• _TEXT SECTION_:
-.-.-

So I always wanted to go back and teach. I wanted to stay involved in Knoxville and understand that, you know, my wedding venues and a lot of my real estate's in Knoxville. So it was an easy transition to just become a sports and nil law professor there. So really it was from understanding the nil industry and sports as a player, and then also having the expertise to talk about it as an attorney. In the relationships I formed at ut, they wanted me to teach.

Dave Almy

I think we've talked to a few people on this, on the show who are former athletes, go on to do something in sports business. A couple who are sort of to start to spool into the nil space. So clearly we have to jump into it because the dichotomy between what you experienced as a player in college to what today's college athlete experiences, it has got to be vast, right? Because now, like, to your point, you don't have to ask mom and dad for gas money anymore, right? You can actually go out and earn right now. Sometimes this market has been called the Wild west, right? It's new, a lot of players getting into it. So I'm interested to get started on this part of the conversation. Let's start from a high level legal perspective.

Dave Almy

In your mind, is it still the Wild west or have Things started to settle.

-.-.-

• _OBJECTIVE_:
Reproduce, word for word, everything in the NIL interview from "I think we've" down to "started to settle.".

-.-.-

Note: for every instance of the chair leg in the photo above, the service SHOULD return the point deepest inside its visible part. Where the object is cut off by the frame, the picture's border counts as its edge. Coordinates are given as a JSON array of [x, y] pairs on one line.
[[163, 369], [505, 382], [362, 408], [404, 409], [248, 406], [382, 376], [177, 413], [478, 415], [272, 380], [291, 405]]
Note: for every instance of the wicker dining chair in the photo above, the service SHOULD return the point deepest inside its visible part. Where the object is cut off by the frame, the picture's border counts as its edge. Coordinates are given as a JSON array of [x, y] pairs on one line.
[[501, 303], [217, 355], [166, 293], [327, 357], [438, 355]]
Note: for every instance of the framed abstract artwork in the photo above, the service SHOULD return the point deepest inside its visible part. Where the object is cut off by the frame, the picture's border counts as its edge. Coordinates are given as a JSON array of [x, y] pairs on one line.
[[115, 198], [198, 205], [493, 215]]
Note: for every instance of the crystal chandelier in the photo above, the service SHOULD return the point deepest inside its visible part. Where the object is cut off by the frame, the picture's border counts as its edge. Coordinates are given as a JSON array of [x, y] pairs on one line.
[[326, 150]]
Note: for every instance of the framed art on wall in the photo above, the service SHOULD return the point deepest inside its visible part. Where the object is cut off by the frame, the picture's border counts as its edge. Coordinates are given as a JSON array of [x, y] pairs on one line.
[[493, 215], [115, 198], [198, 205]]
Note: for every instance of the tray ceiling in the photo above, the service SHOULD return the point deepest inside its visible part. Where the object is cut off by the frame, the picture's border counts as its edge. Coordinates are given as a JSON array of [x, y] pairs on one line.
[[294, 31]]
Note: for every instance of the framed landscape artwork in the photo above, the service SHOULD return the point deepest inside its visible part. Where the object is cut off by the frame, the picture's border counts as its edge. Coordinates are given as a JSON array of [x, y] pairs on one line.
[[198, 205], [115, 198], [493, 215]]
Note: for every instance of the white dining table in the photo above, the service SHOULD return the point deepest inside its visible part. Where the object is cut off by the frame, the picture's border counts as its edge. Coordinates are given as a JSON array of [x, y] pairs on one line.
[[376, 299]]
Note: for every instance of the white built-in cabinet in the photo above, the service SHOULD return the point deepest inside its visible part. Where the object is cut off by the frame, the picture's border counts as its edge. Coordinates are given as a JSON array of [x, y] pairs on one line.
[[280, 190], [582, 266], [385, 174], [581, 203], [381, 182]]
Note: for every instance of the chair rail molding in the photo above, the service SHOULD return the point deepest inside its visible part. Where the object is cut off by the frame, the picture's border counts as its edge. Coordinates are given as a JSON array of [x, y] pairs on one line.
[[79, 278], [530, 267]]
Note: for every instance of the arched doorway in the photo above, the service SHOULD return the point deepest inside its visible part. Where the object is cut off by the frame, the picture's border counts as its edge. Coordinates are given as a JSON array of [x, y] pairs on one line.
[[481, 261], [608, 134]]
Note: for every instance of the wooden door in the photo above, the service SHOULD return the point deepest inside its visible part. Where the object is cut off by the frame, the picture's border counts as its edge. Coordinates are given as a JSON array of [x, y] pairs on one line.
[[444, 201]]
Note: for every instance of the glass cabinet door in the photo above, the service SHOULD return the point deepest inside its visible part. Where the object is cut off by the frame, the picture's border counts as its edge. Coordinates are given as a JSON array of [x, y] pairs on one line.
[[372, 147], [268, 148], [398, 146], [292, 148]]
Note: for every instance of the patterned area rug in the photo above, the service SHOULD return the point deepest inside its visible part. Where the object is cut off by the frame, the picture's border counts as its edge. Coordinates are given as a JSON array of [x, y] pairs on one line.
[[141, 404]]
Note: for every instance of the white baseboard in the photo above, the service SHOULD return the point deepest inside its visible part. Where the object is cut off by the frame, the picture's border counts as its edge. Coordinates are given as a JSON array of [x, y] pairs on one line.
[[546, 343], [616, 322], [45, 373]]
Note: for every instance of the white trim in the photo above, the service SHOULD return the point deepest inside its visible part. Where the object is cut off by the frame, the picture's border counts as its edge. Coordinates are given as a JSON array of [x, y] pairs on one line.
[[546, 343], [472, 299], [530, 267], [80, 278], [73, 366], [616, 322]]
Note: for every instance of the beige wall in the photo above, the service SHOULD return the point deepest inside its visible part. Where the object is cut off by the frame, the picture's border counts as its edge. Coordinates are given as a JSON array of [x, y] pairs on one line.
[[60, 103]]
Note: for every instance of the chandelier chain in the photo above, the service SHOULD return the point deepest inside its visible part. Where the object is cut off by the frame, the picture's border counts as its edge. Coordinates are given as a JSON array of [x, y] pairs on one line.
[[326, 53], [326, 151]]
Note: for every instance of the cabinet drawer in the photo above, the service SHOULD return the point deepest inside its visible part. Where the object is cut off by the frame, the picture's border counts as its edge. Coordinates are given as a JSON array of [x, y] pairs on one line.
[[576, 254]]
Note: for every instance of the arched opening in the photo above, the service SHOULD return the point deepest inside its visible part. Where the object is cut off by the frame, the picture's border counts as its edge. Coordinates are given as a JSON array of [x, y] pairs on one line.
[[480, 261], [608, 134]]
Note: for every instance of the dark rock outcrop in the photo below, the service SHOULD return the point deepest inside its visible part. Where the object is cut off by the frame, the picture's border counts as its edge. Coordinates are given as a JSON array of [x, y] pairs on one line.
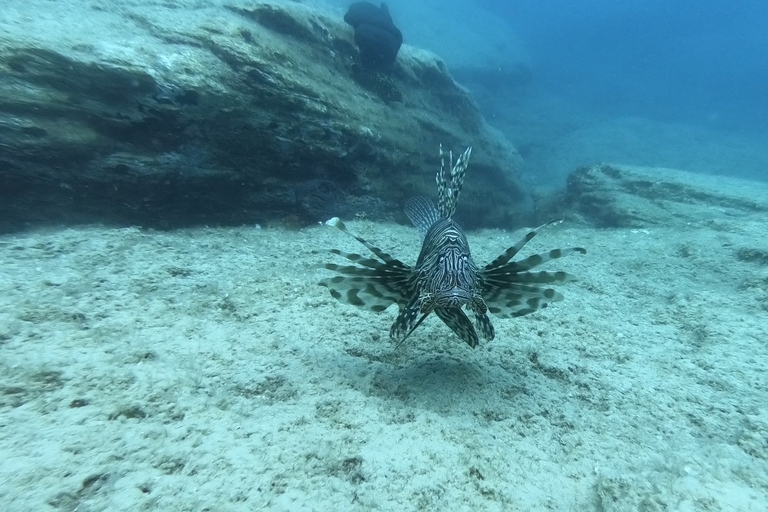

-.-.-

• _IN RESPONSE_:
I think we've talked to a few people on this, on the show who are former athletes, go on to do something in sports business. A couple who are sort of to start to spool into the nil space. So clearly we have to jump into it because the dichotomy between what you experienced as a player in college to what today's college athlete experiences, it has got to be vast, right? Because now, like, to your point, you don't have to ask mom and dad for gas money anymore, right? You can actually go out and earn right now. Sometimes this market has been called the Wild west, right? It's new, a lot of players getting into it. So I'm interested to get started on this part of the conversation. Let's start from a high level legal perspective.

Dave Almy

In your mind, is it still the Wild west or have Things started to settle.